- _AUSGANGSTEXT_
--------------------------------

Die Konzertbranche stöhnt und ächzt über schlechte Vorverkäufe, sodass Konzerte in kleinen Locations wie dem Tower aktuell jedes Mal einem Krimi gleichen. Kommen genug Leute? Wie wird die Stimmung? Sagt die Band doch noch ab. Keinen Grund zur Sorge gibt es an diesem Abend bei Die Nerven. Schon als Shitney Beers sich allein mit ihrer Gitarre auf die Bühne schleicht, ist der kleine Laden im Herzen Bremens gut gefüllt.
Schon vor den ersten Tönen entschuldigt sich die Musikerin, für ihr Set. Klar, klanglich liegen Welten zwischen dem Sound von Die Nerven und ihrem eigenen, aber qualitativ kann Shitney Beers durchaus mithalten. Die überwiegend ruhigen und melancholischen Songs werden unterbrochen durch witzige Anekdoten und selbstkritischen Ansagen. Vor allem letztere hinterlassen auf Dauer einen etwas bitteren Beigeschmack, auch, wenn sie zur Bühnenpersona gehören mögen, wünscht man der Musikerin doch dauerhaft einen Schub Selbstbewusstsein, das würde eventuell auch den ein oder anderen Quatschkopf mehr zum Zuhören bewegen.
Zum Zuhören gezwungen wird man im Anschluss bei Die Nerven definitiv. das Trio eröffnet sein Set mit den ersten drei Songs des jüngst erschienenen, selbstbetitelten Albums. Ein Kracher nach dem anderen. Volle Lautstärke, volle Wucht, volle Intensität, volle Energie. Der Tower platzt mittlerweile aus allen Nähten – so voll war es auch vor pandemischen Zeiten nicht oft.

--------------------------------

(Gespeicherte Einträge)
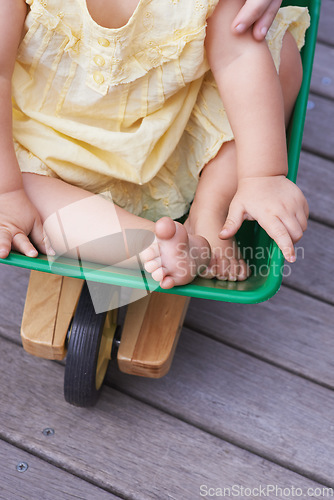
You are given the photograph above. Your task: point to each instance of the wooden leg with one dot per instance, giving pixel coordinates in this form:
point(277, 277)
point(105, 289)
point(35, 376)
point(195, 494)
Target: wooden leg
point(50, 304)
point(150, 334)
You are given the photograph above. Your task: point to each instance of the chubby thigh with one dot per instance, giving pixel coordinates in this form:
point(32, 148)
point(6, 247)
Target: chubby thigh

--------------------------------

- _ARBEITSANWEISUNGEN_
1. Fasse den Konzertbericht in zwei Sätzen zusammen.
2. Gib den Abschnitt des Konzertberichts zwischen „Schon vor den“ und „zum Zuhören bewegen.“, beide eingeschlossen, wortwörtlich wieder.
3. Prüfe, ob die folgenden Aussagen mit dem Konzertbericht übereinstimmen, und belege jede Antwort mit den entscheidenden Worten aus dem Text: (a) Shitney Beers tritt mit einer Band auf. (b) Die Nerven sind ein Trio. (c) Vor der Pandemie war der Tower oft noch voller als an diesem Abend.
Die Einträge spielen hierfür keine Rolle.

- _LÖSUNGEN_
1. Während Konzerte in kleinen Locations wegen schlechter Vorverkäufe derzeit ungewiss sind, ist der Tower in Bremen beim Auftritt von Die Nerven schon zu Beginn des Abends gut gefüllt, als Shitney Beers allein mit Gitarre ruhige, melancholische Songs mit witzigen Anekdoten und selbstkritischen Ansagen spielt. Das Trio Die Nerven eröffnet anschließend mit den ersten drei Songs seines neuen, selbstbetitelten Albums mit voller Lautstärke und Wucht, während der Tower aus allen Nähten platzt.

2.
Schon vor den ersten Tönen entschuldigt sich die Musikerin, für ihr Set. Klar, klanglich liegen Welten zwischen dem Sound von Die Nerven und ihrem eigenen, aber qualitativ kann Shitney Beers durchaus mithalten. Die überwiegend ruhigen und melancholischen Songs werden unterbrochen durch witzige Anekdoten und selbstkritischen Ansagen. Vor allem letztere hinterlassen auf Dauer einen etwas bitteren Beigeschmack, auch, wenn sie zur Bühnenpersona gehören mögen, wünscht man der Musikerin doch dauerhaft einen Schub Selbstbewusstsein, das würde eventuell auch den ein oder anderen Quatschkopf mehr zum Zuhören bewegen.

3.
(a) Nein: „als Shitney Beers sich allein mit ihrer Gitarre auf die Bühne schleicht“
(b) Ja: „das Trio eröffnet sein Set“
(c) Nein: „so voll war es auch vor pandemischen Zeiten nicht oft“